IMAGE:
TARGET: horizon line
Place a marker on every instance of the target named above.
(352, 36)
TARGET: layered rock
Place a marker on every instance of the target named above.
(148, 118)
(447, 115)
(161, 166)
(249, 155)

_____

• WHAT IS REQUIRED
Copy out all of the items above word for word, with nothing changed.

• OUTPUT OF THE EXERCISE
IMAGE:
TARGET: horizon line
Place a marker on every instance of the target named above.
(352, 36)
TARGET: layered rock
Place a marker on every instance of the target named above.
(148, 118)
(447, 115)
(161, 166)
(249, 155)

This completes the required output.